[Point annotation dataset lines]
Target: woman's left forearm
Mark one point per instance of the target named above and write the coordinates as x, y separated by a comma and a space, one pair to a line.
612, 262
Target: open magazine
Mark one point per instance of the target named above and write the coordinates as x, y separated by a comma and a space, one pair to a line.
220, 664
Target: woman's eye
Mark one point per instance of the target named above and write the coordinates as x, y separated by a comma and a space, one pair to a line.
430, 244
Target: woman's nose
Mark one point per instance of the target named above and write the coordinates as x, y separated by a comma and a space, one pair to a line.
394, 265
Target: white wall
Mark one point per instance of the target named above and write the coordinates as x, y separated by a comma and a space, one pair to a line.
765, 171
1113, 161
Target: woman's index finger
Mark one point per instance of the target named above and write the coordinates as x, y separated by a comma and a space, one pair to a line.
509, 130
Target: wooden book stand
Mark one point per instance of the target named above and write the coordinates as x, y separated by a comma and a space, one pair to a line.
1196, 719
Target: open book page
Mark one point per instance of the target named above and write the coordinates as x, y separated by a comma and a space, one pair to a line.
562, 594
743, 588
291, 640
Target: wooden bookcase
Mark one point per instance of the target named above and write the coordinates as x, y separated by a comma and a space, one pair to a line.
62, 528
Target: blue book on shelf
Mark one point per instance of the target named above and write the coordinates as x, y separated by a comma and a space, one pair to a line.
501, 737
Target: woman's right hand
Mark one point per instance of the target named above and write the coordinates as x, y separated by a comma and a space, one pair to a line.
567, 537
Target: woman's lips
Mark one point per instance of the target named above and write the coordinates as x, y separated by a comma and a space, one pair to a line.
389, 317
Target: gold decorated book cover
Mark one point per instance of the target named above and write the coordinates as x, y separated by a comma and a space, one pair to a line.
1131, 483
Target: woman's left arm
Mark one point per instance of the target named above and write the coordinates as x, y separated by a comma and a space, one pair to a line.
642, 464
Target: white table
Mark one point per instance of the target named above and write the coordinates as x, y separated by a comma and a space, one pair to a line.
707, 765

• What you will do: Copy these lines word for word.

• Result of the task:
Target: woman's left forearm
Mark one point per instance of the target named above and write the coordinates as x, y separated by a comma and a space, one pair to a line.
612, 262
Target: open magazine
Mark one point per instance of the target named above and write the coordinates as x, y separated by a comma and a space, one pair to a line.
220, 664
Target: woman's eye
Mark one point per instance of the target named above and write the coordinates as x, y separated by a comma and a space, one pair to a line.
430, 244
Target: woman's nose
Mark one point per instance of the target named above and write the coordinates as x, y separated by a comma and a space, one pair to a line.
394, 265
Target: white wall
Mark one point per instance of the target named above and write the coordinates as x, y separated by a comma and a space, one pair to a line.
765, 171
1113, 161
Target: woman's index finger
Mark one point per instance of the target named above and write the coordinates as x, y separated by a comma and a space, one pair to a line.
509, 130
Target: wooden book stand
Mark one point per instance of the target named above and write the coordinates as x, y separated by a comma and a space, one pair to a line.
1196, 719
Target: open book page
Mark one point per instance of the target named above and write the coordinates as x, y separated by a comma and a space, one pair to a line.
562, 594
743, 588
291, 640
Target: wooden bookcase
Mark one point per instance of the target named above and write the coordinates as x, y separated by a comma and a space, one pair to a line.
62, 528
Target: blue book on shelf
Mark one point per instance of the target named above and write the coordinates as x, y separated by a comma and a space, one pair to a line.
501, 737
Target: woman's right hand
Mark one point per instance of the target named above and write the coordinates as x, y separated by a comma and a space, one pair to a line.
567, 537
Target: woman's lips
Mark one point per instance of the target named above and write the coordinates as x, y separated by a comma and a space, one pair to a line.
389, 317
Target: gold decorated book cover
Mark one point per instance of the target named above and write the coordinates as x, y separated by a comma and a space, one pair to a line.
1131, 483
Target: woman's left arm
Mark one point per instance of the target named above and write the coordinates as x, y separated by a comma and a space, one pair to a line.
642, 464
Target: white table
Mark one point per instance of the target named above and write the coordinates as x, y separated by a comma and a space, one pair to a line.
707, 765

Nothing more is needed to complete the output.